━━ Records
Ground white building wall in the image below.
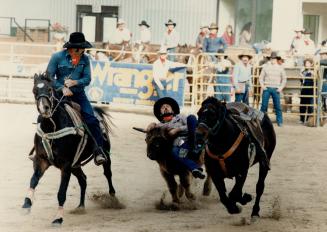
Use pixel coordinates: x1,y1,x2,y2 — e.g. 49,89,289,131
271,0,303,50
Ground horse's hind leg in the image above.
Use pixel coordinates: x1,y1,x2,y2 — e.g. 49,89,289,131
52,165,71,226
251,165,268,217
22,157,49,212
102,157,116,196
229,171,252,205
72,167,87,210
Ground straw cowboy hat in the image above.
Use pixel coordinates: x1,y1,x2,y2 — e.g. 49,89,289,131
139,20,150,28
158,47,167,54
153,97,180,121
238,52,253,60
302,29,312,34
319,48,327,54
165,19,176,27
63,32,92,48
117,19,125,25
294,27,304,32
209,23,219,30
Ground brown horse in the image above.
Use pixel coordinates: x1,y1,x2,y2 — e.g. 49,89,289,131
134,124,211,203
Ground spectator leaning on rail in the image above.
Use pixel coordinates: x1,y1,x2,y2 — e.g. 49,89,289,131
161,19,179,61
139,20,151,44
319,48,327,112
300,58,314,123
112,19,132,44
222,25,235,46
202,23,227,62
152,47,186,98
47,32,106,165
195,24,209,49
259,52,286,127
233,53,253,105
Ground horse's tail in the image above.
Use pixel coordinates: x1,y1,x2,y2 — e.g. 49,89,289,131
93,106,115,136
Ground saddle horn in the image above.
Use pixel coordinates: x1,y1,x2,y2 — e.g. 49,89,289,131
133,127,148,133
━━━━
— The problem —
Please switch every "Ground" in the material above to "Locate" and write out all its lines again with nothing else changed. Leave the pictures out of your answer.

— Solution to the problem —
Locate white building wall in the image below.
Use pixel coordinates: x1,y1,x2,y2 — e.g. 49,89,289,131
271,0,303,50
Locate horse's hind leg in the image above.
Use pixel coordinates: x1,y1,x2,y2 — e.g. 49,89,289,131
52,165,71,226
251,165,268,217
22,157,49,212
102,157,116,196
229,171,252,205
72,167,87,210
Locate straw cowboy hat in the image above.
Use pixel coordinates: x1,y1,x2,y2 — e.g. 49,89,289,131
139,20,150,28
158,47,167,54
153,97,180,121
238,52,253,60
302,29,312,34
319,48,327,54
165,19,176,27
63,32,92,48
117,19,125,25
294,27,304,32
209,23,219,30
Locate brown horse in the image above.
Use pixel coordinates: x1,y1,x2,y2 — e.g. 49,89,289,131
134,124,211,203
Locate spectator leaning on rail in the image above.
Use pixel coordinates: x1,y1,x2,y2 — e.g. 49,89,289,131
161,19,179,61
139,20,151,44
319,48,327,112
300,58,314,123
112,19,132,44
222,25,235,46
202,23,227,62
152,47,186,98
47,32,106,165
195,24,209,49
259,52,286,127
233,53,253,105
Locate horse's tail in the image above.
Use pixel coordinates: x1,y1,x2,y2 — e.g. 49,89,289,131
93,106,115,136
Locate saddle horn in the image above.
Use pixel coordinates: x1,y1,x2,y2 — e.g. 49,89,289,131
133,127,148,133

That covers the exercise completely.